Extract every row below that contains the string "giving" and copy each one in full. Case counts, so match only that exact capitalization.

## START Supplied records

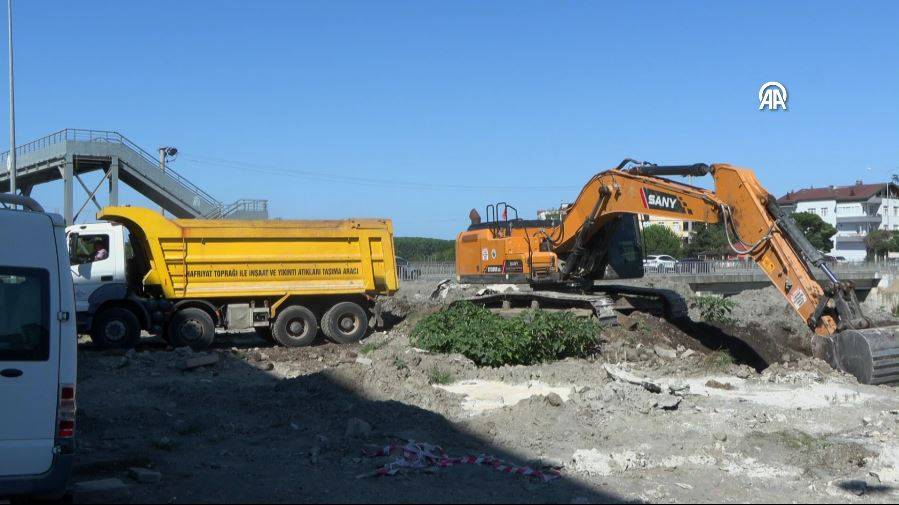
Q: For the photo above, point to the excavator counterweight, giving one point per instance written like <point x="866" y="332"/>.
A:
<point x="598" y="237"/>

## END Supplied records
## START Supplied records

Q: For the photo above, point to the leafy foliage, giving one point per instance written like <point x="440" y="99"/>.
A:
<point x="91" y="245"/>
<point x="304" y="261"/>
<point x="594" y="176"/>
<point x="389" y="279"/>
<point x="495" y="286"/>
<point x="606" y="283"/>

## END Supplied records

## Solution to this task
Q: For the photo above, point to the excavator counterweight, giving one point per instance written like <point x="866" y="332"/>.
Q: For the photo above, point to the leafy foliage, giving one point per instance written like <point x="440" y="99"/>.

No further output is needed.